HYDROMECHANICS

M. D. LADYZHENSKII

ON GAS FLOWS WITH LARGE SUPERSONIC VELOCITY

(Presented by Academician A. A. Dorodnitsyn, 27 IV 1960)

Below are written the general equations of gas flows with large supersonic velocity, which are simplified in different ways depending on the magnitude of the parameter (K), analogous to the local similarity parameter of hypersonic flows ((^{1})). For (K \sim 1), in the case of flow past a thin body, reduction to the equations of the theory of small disturbances of a hypersonic flow is possible ((^{2,3})). For (K \gg 1) a solution of the Cauchy problem has been obtained, which may be of interest in the consideration of internal flows. In the Cauchy problem, infinite domains of definition of the solution have been found, which is a consequence of the parabolic degeneration of the equations under consideration as the Mach number tends to infinity.

[Location identification entries]

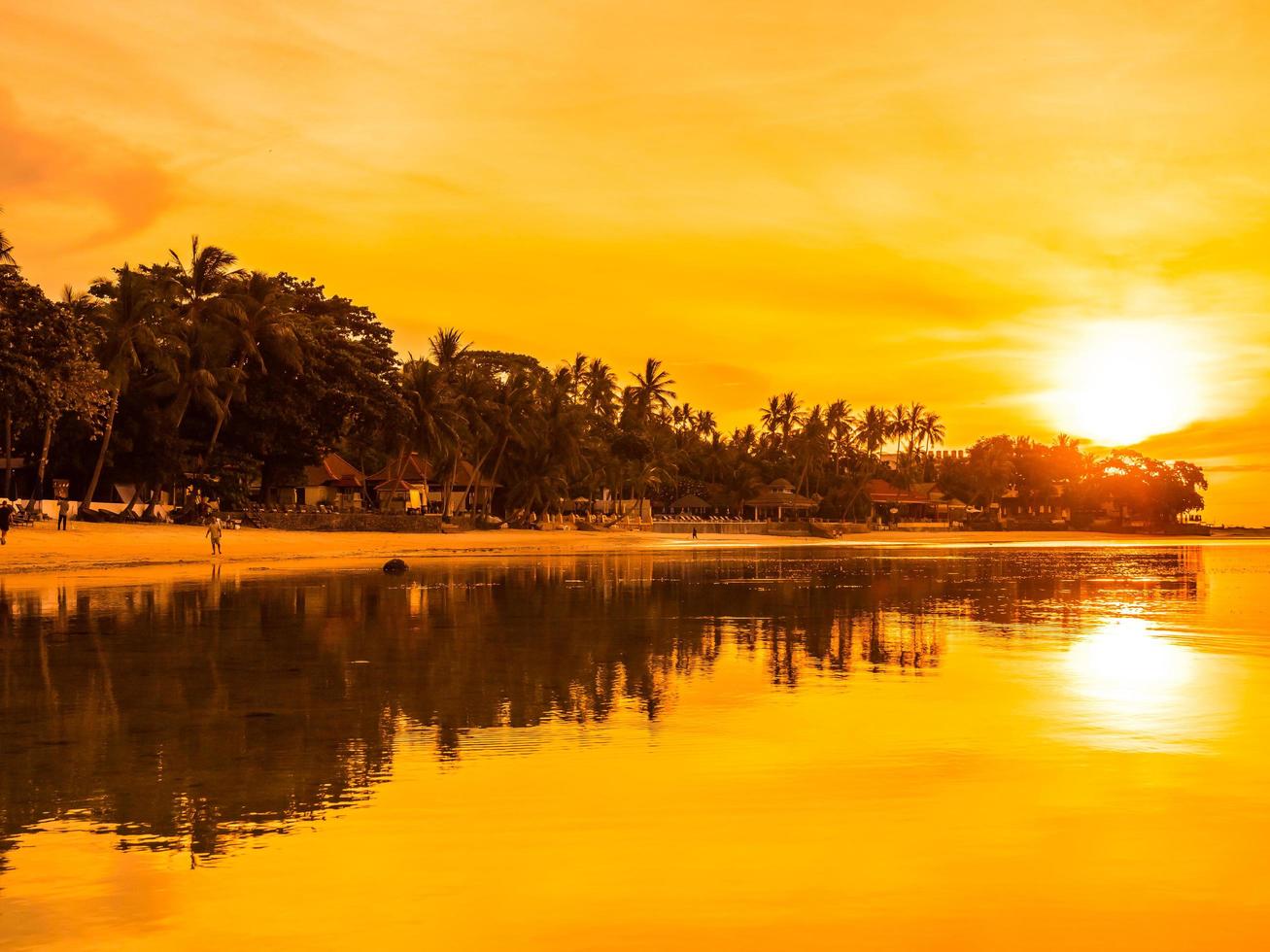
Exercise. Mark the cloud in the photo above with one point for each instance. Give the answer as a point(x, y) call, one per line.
point(106, 187)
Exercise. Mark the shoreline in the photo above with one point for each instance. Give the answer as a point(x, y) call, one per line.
point(110, 551)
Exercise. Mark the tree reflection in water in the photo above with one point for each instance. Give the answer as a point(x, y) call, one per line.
point(189, 715)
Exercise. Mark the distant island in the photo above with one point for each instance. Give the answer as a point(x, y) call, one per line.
point(193, 381)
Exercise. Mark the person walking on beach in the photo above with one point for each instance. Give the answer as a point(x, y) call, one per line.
point(214, 533)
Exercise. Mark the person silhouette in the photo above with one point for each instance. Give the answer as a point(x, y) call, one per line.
point(214, 533)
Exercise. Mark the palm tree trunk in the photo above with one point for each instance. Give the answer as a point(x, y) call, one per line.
point(475, 472)
point(37, 492)
point(100, 454)
point(136, 493)
point(8, 451)
point(224, 412)
point(449, 492)
point(152, 504)
point(498, 464)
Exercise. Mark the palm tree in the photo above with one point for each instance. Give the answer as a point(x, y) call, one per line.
point(131, 313)
point(601, 389)
point(912, 419)
point(447, 348)
point(432, 425)
point(874, 428)
point(652, 389)
point(930, 429)
point(770, 415)
point(791, 414)
point(898, 425)
point(265, 336)
point(841, 425)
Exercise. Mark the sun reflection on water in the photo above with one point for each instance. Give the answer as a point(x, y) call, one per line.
point(1134, 683)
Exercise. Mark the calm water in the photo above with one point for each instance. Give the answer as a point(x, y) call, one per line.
point(938, 749)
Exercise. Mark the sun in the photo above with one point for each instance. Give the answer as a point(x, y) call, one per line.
point(1121, 381)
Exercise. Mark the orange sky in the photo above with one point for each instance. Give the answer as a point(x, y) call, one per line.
point(885, 202)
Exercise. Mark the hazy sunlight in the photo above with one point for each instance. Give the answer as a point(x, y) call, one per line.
point(1123, 381)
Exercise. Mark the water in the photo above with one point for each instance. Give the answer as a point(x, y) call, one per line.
point(773, 749)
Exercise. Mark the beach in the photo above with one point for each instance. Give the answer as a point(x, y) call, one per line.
point(119, 550)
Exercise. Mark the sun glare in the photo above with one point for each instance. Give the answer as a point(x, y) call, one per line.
point(1123, 381)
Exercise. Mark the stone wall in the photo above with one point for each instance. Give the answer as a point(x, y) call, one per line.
point(351, 522)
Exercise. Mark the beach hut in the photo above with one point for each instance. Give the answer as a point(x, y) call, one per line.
point(333, 483)
point(778, 501)
point(690, 504)
point(400, 496)
point(412, 468)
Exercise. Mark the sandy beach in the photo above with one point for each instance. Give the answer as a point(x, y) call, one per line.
point(120, 551)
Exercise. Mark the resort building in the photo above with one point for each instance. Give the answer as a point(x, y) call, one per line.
point(778, 501)
point(922, 503)
point(412, 484)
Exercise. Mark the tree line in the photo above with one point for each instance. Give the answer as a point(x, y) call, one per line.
point(197, 369)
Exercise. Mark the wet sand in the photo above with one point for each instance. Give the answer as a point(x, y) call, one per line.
point(131, 551)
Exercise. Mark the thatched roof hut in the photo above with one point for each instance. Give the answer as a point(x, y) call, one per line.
point(690, 504)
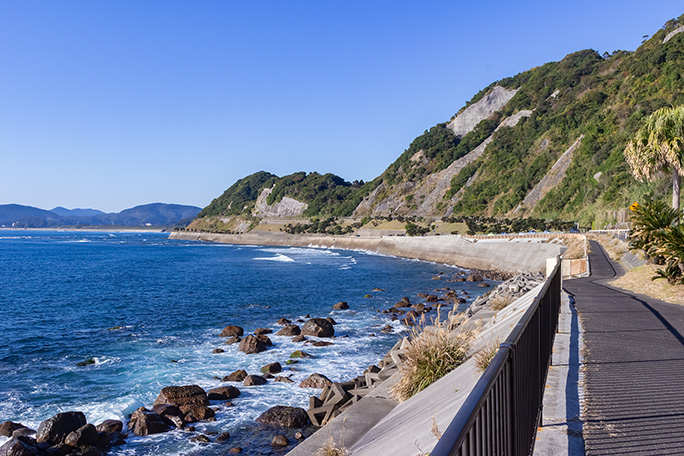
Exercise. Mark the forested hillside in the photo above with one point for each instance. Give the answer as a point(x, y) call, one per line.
point(546, 143)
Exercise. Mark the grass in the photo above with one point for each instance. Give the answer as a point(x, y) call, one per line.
point(638, 280)
point(486, 355)
point(576, 247)
point(500, 302)
point(614, 247)
point(332, 449)
point(433, 351)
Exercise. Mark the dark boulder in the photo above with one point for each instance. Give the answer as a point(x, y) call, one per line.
point(54, 430)
point(300, 354)
point(318, 327)
point(170, 413)
point(146, 422)
point(289, 330)
point(264, 338)
point(110, 426)
point(319, 343)
point(232, 330)
point(182, 395)
point(86, 451)
point(403, 302)
point(197, 412)
point(83, 436)
point(237, 376)
point(272, 368)
point(315, 381)
point(279, 441)
point(254, 380)
point(251, 345)
point(283, 416)
point(223, 393)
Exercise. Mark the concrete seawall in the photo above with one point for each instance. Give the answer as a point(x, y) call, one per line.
point(453, 250)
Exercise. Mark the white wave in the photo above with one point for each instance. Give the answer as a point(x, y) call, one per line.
point(278, 257)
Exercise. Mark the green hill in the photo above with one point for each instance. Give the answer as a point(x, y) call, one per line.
point(545, 143)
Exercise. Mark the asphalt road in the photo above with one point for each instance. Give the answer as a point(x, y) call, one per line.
point(634, 366)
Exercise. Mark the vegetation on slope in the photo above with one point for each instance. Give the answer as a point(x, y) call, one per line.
point(603, 97)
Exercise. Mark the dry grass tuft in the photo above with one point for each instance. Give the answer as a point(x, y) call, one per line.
point(638, 280)
point(576, 247)
point(486, 355)
point(433, 351)
point(614, 247)
point(331, 449)
point(499, 302)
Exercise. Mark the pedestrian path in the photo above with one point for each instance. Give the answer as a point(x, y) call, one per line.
point(634, 366)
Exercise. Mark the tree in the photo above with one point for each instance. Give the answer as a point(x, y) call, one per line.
point(659, 145)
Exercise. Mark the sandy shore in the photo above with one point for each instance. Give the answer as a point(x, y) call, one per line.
point(511, 257)
point(113, 229)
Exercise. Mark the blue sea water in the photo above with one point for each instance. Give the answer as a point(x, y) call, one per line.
point(149, 310)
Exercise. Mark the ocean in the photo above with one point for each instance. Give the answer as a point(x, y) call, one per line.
point(148, 311)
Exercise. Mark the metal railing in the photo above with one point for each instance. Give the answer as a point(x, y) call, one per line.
point(501, 414)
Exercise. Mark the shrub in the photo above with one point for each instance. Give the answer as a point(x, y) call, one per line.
point(499, 302)
point(433, 352)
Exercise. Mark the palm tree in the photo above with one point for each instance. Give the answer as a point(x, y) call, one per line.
point(659, 145)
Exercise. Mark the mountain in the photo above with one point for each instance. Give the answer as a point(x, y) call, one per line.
point(156, 214)
point(64, 212)
point(545, 143)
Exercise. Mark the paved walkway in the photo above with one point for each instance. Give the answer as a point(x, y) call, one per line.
point(634, 366)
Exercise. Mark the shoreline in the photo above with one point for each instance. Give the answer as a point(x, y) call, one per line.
point(504, 257)
point(114, 229)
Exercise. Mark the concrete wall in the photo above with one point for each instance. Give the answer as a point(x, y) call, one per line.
point(454, 250)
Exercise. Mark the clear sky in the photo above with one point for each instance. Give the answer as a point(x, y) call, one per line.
point(111, 104)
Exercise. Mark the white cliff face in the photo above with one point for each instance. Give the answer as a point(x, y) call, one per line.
point(670, 35)
point(287, 207)
point(475, 113)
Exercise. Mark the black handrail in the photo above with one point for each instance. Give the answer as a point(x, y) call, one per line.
point(502, 412)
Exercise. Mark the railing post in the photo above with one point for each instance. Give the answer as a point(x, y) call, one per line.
point(510, 398)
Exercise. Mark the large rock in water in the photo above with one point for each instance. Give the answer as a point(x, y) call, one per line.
point(251, 344)
point(182, 395)
point(237, 376)
point(318, 327)
point(83, 436)
point(145, 422)
point(315, 381)
point(289, 330)
point(54, 430)
point(284, 416)
point(232, 330)
point(223, 393)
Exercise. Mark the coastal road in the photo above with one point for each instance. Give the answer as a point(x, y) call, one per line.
point(634, 366)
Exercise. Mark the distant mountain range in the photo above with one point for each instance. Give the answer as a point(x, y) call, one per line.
point(545, 143)
point(155, 214)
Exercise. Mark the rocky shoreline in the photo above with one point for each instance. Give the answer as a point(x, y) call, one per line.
point(182, 406)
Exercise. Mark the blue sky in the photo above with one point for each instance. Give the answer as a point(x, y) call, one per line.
point(114, 104)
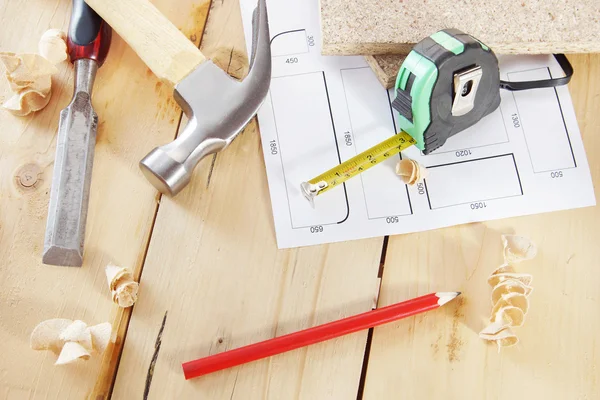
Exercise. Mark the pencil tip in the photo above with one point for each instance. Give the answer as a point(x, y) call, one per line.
point(445, 297)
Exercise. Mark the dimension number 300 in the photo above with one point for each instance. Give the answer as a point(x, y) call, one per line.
point(316, 229)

Directives
**1.** Do these statements agree with the text on supersonic gas flows? For each, answer yes or no and quote the words of the text that decide it.
(a) For K ~ 1, flow past a thin body can be reduced to the equations of the theory of small disturbances of a hypersonic flow.
(b) The general equations are simplified in the same way whatever the value of K.
(c) The infinite domains of definition come from the equations becoming elliptic as the Mach number tends to infinity.
**2.** Using the text on supersonic gas flows, answer these:
(a) Who presented the paper?
(b) What is the parameter K analogous to?
(c) For what range of K was a solution of the Cauchy problem obtained?
**3.** Extend the text on supersonic gas flows, starting after its last sentence.
These records have no connection to the text on supersonic gas flows.

Solved tasks
**1.**
(a) Yes: "in the case of flow past a thin body, reduction to the equations of the theory of small disturbances of a hypersonic flow is possible"
(b) No: "simplified in different ways depending on the magnitude of the parameter"
(c) No: "a consequence of the parabolic degeneration of the equations under consideration as the Mach number tends to infinity"

**2.**
(a) Academician A. A. Dorodnitsyn
(b) The local similarity parameter of hypersonic flows
(c) K ≫ 1

**3.**
§ 1. A steady flow of an ideal perfect gas with constant stagnation enthalpy, corresponding to a maximum velocity equal to unity, is considered. The velocity vector (\mathbf v) is represented in the form

[
\mathbf v = (1-\eta)\vec{\tau},\quad |\vec{\tau}|=1,\quad
M=\sqrt{2}\,[(\varkappa-1)\eta(2-\eta)]^{-1/2}(1-\eta),
\tag{1}
]

where the relation between the Mach number (M) and the quantity (\eta) is given by Bernoulli’s equation, and (\varkappa) is the adiabatic exponent. It is assumed everywhere that (M \gg 1), i.e. (\eta \ll 1). The expression for (\mathbf v) is substituted into the equations of motion, which are transformed so that the coefficient of each derivative of the sought quantity contains a polynomial depending on (\eta). The simplification of the equations consists in the following: in each of the polynomials we neglect the higher terms in comparison with the term containing (\eta) in the lowest degree.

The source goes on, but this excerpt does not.